■ SOURCE MATERIAL
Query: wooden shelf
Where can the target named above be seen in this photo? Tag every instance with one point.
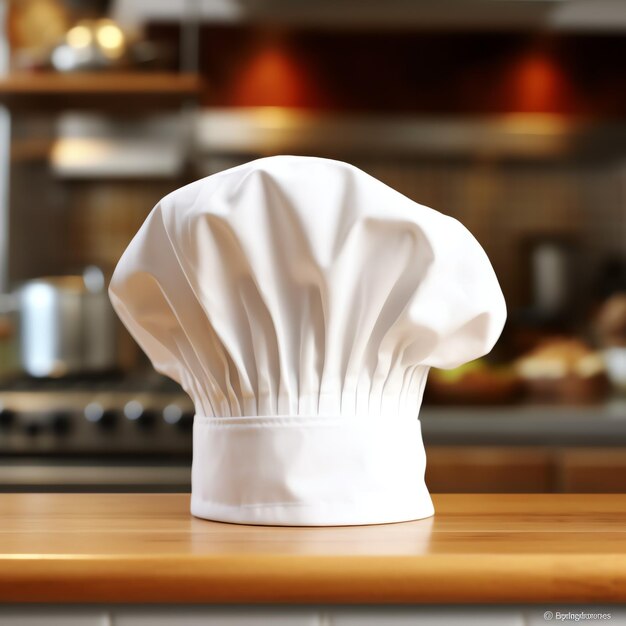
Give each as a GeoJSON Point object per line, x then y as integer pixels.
{"type": "Point", "coordinates": [48, 90]}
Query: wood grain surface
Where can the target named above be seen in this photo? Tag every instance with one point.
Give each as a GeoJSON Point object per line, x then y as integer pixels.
{"type": "Point", "coordinates": [148, 548]}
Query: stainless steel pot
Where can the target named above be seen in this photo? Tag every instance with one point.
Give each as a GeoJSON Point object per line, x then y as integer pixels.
{"type": "Point", "coordinates": [66, 325]}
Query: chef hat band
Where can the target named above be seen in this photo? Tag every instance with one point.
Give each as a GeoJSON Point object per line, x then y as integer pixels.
{"type": "Point", "coordinates": [300, 303]}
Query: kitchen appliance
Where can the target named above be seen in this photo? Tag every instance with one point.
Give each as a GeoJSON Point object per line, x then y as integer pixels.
{"type": "Point", "coordinates": [99, 433]}
{"type": "Point", "coordinates": [65, 325]}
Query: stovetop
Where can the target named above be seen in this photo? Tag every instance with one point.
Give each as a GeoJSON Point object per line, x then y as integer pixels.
{"type": "Point", "coordinates": [142, 414]}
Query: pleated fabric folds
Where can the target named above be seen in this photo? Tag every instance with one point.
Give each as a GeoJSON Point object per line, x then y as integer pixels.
{"type": "Point", "coordinates": [300, 303]}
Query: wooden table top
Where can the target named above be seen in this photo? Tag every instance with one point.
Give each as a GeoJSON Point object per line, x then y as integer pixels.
{"type": "Point", "coordinates": [148, 548]}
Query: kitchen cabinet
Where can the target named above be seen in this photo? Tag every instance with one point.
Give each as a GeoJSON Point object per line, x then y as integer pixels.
{"type": "Point", "coordinates": [489, 469]}
{"type": "Point", "coordinates": [595, 470]}
{"type": "Point", "coordinates": [525, 469]}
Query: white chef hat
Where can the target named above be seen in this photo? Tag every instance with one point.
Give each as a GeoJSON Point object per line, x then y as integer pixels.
{"type": "Point", "coordinates": [300, 303]}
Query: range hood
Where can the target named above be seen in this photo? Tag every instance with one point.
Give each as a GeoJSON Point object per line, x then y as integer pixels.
{"type": "Point", "coordinates": [564, 15]}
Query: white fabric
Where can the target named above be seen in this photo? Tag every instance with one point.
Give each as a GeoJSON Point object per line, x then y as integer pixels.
{"type": "Point", "coordinates": [304, 291]}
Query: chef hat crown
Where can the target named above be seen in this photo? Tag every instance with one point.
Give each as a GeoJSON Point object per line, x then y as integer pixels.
{"type": "Point", "coordinates": [300, 303]}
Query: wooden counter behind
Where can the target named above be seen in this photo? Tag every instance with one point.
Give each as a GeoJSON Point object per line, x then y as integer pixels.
{"type": "Point", "coordinates": [147, 548]}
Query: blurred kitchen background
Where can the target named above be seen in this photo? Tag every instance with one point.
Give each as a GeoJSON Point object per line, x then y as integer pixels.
{"type": "Point", "coordinates": [509, 115]}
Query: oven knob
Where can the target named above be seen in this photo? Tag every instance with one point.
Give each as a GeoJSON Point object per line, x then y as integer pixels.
{"type": "Point", "coordinates": [96, 414]}
{"type": "Point", "coordinates": [7, 418]}
{"type": "Point", "coordinates": [61, 422]}
{"type": "Point", "coordinates": [173, 414]}
{"type": "Point", "coordinates": [136, 412]}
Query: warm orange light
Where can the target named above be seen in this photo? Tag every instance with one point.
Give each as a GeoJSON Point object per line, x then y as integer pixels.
{"type": "Point", "coordinates": [538, 84]}
{"type": "Point", "coordinates": [272, 77]}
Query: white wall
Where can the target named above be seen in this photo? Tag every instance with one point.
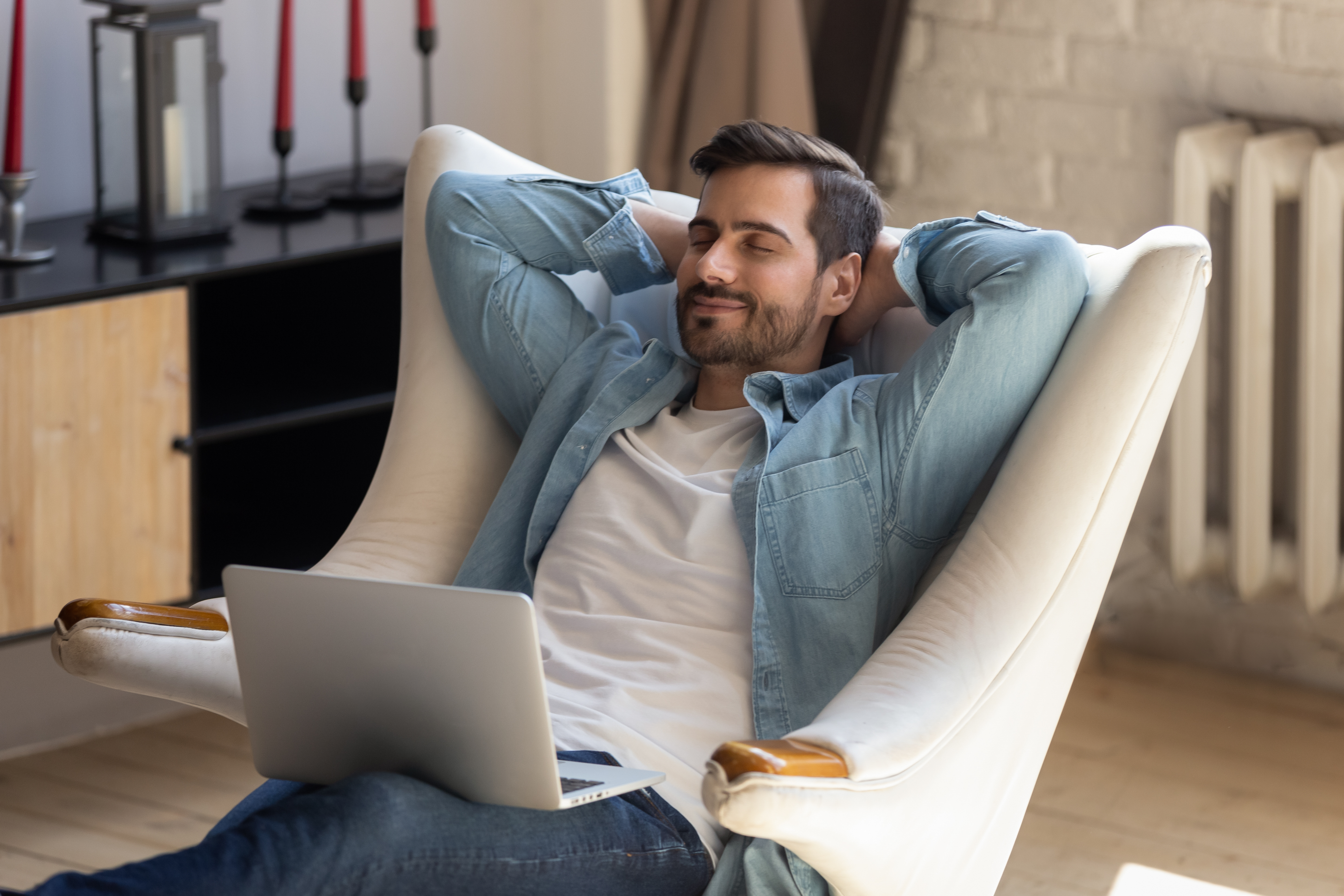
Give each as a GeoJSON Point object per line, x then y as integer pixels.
{"type": "Point", "coordinates": [556, 83]}
{"type": "Point", "coordinates": [1064, 113]}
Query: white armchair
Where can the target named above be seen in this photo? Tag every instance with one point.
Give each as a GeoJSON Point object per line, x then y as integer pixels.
{"type": "Point", "coordinates": [932, 751]}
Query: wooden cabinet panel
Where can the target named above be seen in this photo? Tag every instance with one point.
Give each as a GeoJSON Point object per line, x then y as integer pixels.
{"type": "Point", "coordinates": [93, 500]}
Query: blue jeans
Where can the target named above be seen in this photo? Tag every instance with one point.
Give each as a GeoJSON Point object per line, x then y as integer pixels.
{"type": "Point", "coordinates": [388, 833]}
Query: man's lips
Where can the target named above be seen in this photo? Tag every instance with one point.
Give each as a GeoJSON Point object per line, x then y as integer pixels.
{"type": "Point", "coordinates": [710, 306]}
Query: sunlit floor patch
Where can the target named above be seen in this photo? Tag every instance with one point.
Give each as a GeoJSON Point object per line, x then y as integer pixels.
{"type": "Point", "coordinates": [1140, 880]}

■ WHAT TO PRODUCE
Return the records above verbatim, leaving out images.

■ OUTPUT FOR THIS EXERCISE
Query: wooden shelf
Where can the target named above be seen in this photo? Tag every instance with one point.
Give each as a GeoJSON Point object per line, x then y as integer pixels.
{"type": "Point", "coordinates": [48, 90]}
Query: wood grain surface
Where can the target named above be seen in this photo? Tag every instance with one point.
Give each as a GeoJSON Point object per line, x then y as integer pixels.
{"type": "Point", "coordinates": [148, 548]}
Query: stainless steel pot
Where can the target named above be seen in this photo? Tag every instance with one point.
Give each as a GeoJSON Point object per line, x then y as integer pixels.
{"type": "Point", "coordinates": [66, 325]}
Query: chef hat band
Where can the target named above be seen in this photo? Tag every instance with one point.
Give each as a GeoJSON Point object per line, x then y as integer pixels.
{"type": "Point", "coordinates": [300, 303]}
Query: kitchen appliance
Where can the target named above be seen in this photo? Tag every instance with one point.
Give each as a GeoJSON Point object per line, x then y as integer pixels.
{"type": "Point", "coordinates": [99, 433]}
{"type": "Point", "coordinates": [65, 325]}
Query: stovetop
Where can the target named above be seen in this photo? Tag every instance with one point.
Give each as a GeoJSON Point object per line, x then y as integer pixels.
{"type": "Point", "coordinates": [142, 414]}
Query: pleated fabric folds
Where can the target named above be seen in this photo? Tag every instance with one point.
Give each as a GeoJSON Point object per line, x then y as integer pixels.
{"type": "Point", "coordinates": [300, 303]}
Query: wooden table top
Where can the target named above be seen in this photo? Tag every instance with one point.
Give each as a GeoJSON Point object per line, x then y as integer pixels.
{"type": "Point", "coordinates": [148, 548]}
Query: kitchen cabinet
Where can the target named above be seen in this photo? Tag every instance with one point.
Give each as a GeoJSON Point object per line, x then y as integer pixels.
{"type": "Point", "coordinates": [489, 469]}
{"type": "Point", "coordinates": [595, 470]}
{"type": "Point", "coordinates": [525, 469]}
Query: white chef hat
Where can the target named above be seen in this photo? Tag every instance with one point.
Give each as a GeoJSON Point object per line, x then y as integer pixels.
{"type": "Point", "coordinates": [300, 303]}
Query: range hood
Where can the target named above be seen in this photo? Tag every instance with one point.
Give each as a GeoJSON Point object per line, x then y as integer pixels.
{"type": "Point", "coordinates": [564, 15]}
Query: white fabric
Where can the target named above be seen in this photo? Tag every instance with one point.
Give each as a GeoJSON Point object per line, x then y as integer pixels.
{"type": "Point", "coordinates": [304, 291]}
Query: chef hat crown
Where can the target named above be seen in this photo? Tag every instance with one point.
Give each as a GeoJSON Point object per line, x then y as integer pixels.
{"type": "Point", "coordinates": [300, 303]}
Query: wooden counter behind
Where can the target named above be seen in this photo? Tag every instance with one point.
Give each as a GeoJSON Point object per line, x then y as integer pixels.
{"type": "Point", "coordinates": [147, 548]}
Query: blurred kitchen background
Where can the target named above be seen in this photo? Tag every instance with one point.
Give each as a GeoJSON Point object per line, x then y as integer pixels.
{"type": "Point", "coordinates": [509, 115]}
Query: oven knob
Where can the target named above be seen in this photo? Tag every instance with one point.
Give each as a GeoJSON Point object per line, x then y as integer pixels.
{"type": "Point", "coordinates": [96, 414]}
{"type": "Point", "coordinates": [7, 418]}
{"type": "Point", "coordinates": [61, 422]}
{"type": "Point", "coordinates": [173, 414]}
{"type": "Point", "coordinates": [136, 412]}
Query: warm orange light
Where can the target named above be seen in this photo? Tag every instance with one point.
Give each as a GeoJSON Point object per line, x then y as integer pixels.
{"type": "Point", "coordinates": [538, 84]}
{"type": "Point", "coordinates": [272, 77]}
Query: white wall
Where can the target named above be seen in this photo? Tag every instance with one point.
Give each as a GeoJSON Point object per line, x then y as integer pixels.
{"type": "Point", "coordinates": [556, 83]}
{"type": "Point", "coordinates": [1064, 113]}
Query: white armchair
Where can the target named above be seen in this photo? Tag every instance with one point.
Give each as a GeoJSON Point object per line, x then y as integer pixels.
{"type": "Point", "coordinates": [932, 751]}
Query: wooden cabinet panel
Where can the target named above be seen in this photo? Tag every instance with one point.
Give each as a GeoJSON Point object per line, x then y as integer pixels.
{"type": "Point", "coordinates": [93, 500]}
Query: blue jeans
Where can the target named above be seen in this photo? Tag every instance with one point.
Give each as a GeoJSON Point object per line, x then y as integer pixels.
{"type": "Point", "coordinates": [388, 833]}
Query: man's lips
Where can the target named above be seen in this photo? Tag every instance with one point.
Give each as a GeoJSON Point object per line, x then y as integer pixels.
{"type": "Point", "coordinates": [710, 306]}
Query: sunlit floor patch
Where can the target named above be seen in this photo? Tag every instance with one point.
Give each as a GeoJSON Point object per line, x then y as integer pixels.
{"type": "Point", "coordinates": [1140, 880]}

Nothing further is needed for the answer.